### Task to carry out
Rewrite the stretch from the line containing "the **pink facade building**?" through the end of the entries, swapping "even-odd rule" for "nonzero winding rule" and leaving everything else unchanged.

### Excerpted data
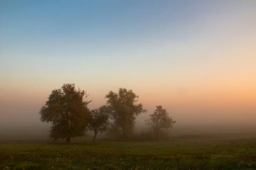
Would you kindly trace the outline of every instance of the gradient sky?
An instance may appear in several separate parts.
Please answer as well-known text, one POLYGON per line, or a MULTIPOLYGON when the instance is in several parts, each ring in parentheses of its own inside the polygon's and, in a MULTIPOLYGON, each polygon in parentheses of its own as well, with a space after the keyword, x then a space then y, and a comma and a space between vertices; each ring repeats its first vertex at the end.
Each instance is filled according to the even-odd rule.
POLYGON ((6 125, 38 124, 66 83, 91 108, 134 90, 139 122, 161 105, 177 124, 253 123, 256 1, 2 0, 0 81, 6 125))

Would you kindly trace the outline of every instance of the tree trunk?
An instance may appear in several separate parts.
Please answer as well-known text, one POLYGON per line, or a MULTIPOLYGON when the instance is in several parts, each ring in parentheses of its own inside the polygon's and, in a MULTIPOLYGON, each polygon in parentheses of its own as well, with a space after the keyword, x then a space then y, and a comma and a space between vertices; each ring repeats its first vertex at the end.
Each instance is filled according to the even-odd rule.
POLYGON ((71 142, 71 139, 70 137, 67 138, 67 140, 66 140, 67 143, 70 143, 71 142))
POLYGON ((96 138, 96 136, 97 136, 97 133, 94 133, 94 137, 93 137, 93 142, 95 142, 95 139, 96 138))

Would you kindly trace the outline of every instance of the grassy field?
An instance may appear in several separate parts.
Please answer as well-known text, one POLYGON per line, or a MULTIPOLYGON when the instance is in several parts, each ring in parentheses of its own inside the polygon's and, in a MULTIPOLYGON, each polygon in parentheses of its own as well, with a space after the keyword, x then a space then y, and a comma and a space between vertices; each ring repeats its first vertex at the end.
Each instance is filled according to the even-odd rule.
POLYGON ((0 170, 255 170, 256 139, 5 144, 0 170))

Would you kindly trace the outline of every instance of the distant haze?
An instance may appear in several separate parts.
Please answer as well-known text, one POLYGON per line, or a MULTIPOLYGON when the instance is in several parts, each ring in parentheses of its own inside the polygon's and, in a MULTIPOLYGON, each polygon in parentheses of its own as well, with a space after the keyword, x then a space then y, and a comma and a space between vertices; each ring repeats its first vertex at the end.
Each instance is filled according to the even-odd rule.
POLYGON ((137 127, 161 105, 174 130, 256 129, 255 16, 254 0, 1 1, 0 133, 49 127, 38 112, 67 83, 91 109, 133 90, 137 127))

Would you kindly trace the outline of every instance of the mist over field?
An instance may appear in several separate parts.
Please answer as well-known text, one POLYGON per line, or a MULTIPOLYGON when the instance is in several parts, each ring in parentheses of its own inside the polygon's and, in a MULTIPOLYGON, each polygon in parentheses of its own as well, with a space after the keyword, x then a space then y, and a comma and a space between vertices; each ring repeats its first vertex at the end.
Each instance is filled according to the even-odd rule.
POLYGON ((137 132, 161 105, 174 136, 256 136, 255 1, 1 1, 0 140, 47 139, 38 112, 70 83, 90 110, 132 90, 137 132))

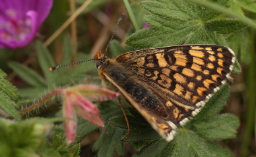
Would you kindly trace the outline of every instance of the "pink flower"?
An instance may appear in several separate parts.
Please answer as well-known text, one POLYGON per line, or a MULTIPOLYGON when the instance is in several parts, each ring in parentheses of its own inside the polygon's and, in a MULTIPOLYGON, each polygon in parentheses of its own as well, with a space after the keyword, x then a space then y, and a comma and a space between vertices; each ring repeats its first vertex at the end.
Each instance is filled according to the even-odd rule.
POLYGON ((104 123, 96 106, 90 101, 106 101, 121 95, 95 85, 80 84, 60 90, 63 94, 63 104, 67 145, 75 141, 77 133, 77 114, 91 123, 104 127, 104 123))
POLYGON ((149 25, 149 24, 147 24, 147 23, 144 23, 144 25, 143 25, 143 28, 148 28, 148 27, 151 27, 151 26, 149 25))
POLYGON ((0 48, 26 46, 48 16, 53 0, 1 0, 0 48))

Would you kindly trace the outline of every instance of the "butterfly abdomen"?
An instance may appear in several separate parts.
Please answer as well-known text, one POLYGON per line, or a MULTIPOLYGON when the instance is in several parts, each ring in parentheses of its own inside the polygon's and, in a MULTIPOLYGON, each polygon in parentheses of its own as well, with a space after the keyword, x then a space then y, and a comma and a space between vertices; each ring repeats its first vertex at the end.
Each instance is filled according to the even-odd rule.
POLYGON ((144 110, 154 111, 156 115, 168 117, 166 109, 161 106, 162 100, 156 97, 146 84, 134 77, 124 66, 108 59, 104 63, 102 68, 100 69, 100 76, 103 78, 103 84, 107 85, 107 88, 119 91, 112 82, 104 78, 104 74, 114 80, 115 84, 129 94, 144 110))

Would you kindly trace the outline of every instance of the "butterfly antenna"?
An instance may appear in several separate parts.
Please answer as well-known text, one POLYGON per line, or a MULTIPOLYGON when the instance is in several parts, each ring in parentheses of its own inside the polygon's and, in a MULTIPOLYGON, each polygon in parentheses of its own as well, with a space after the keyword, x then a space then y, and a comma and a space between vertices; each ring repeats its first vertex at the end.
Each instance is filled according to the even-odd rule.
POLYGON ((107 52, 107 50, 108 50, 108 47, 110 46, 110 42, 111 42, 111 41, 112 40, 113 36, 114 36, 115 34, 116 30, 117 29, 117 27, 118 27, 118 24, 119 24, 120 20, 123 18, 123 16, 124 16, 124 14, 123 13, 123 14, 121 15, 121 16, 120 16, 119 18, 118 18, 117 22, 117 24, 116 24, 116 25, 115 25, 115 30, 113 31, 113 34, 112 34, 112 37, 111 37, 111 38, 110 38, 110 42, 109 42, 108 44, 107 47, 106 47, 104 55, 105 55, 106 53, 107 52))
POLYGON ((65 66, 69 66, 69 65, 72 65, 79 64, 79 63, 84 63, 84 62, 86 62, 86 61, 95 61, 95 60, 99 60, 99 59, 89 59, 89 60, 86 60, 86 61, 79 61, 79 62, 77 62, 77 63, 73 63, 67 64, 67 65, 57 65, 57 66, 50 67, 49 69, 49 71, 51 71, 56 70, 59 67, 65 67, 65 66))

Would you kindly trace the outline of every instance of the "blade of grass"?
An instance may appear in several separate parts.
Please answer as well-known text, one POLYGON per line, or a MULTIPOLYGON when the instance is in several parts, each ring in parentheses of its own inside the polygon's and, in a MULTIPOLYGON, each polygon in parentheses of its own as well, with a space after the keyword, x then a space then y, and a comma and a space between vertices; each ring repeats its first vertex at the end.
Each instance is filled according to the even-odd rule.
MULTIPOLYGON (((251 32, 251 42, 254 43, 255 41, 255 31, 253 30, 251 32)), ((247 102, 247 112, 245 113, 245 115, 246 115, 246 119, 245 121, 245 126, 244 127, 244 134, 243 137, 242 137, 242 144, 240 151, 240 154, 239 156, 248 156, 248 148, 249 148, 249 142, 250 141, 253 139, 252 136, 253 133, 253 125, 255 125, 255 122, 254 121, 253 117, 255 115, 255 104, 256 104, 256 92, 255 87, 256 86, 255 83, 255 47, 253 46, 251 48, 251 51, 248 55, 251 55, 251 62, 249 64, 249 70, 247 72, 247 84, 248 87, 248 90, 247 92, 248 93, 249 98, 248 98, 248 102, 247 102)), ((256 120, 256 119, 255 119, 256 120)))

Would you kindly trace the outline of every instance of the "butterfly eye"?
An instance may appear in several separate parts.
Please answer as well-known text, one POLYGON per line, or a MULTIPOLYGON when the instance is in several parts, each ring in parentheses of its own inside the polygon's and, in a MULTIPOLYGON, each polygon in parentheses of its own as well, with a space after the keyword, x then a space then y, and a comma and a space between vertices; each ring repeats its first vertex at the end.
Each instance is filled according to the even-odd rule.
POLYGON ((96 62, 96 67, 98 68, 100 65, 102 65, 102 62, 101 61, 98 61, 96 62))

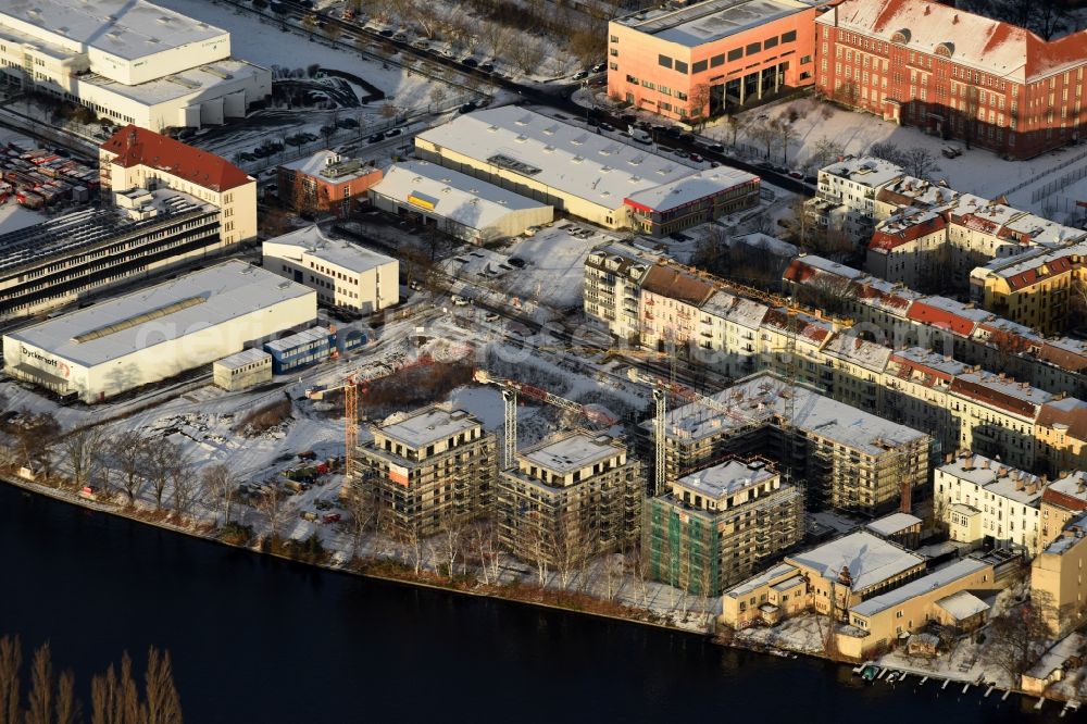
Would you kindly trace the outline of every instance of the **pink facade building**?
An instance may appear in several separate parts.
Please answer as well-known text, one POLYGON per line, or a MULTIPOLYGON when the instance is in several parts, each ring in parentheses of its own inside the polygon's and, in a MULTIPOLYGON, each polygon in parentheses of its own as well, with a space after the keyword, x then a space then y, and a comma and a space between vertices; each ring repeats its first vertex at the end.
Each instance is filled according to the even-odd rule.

### Written solution
Would you kindly trace the outline of every instance of the **pink facade building**?
An instance may appear in several separate parts.
Please answer as well-known text, one POLYGON per line, or a MULTIPOLYGON when the instance is in several parts, each ring in parentheses of its own inside the polygon's and, in a MULTIPOLYGON, each polygon in parentheses of its own as well, with a space after the keyword, x then a space then y, and a comma and a space between vertices; each ring repeats its first vertex at the end.
Each instance is filled according to the nonzero winding rule.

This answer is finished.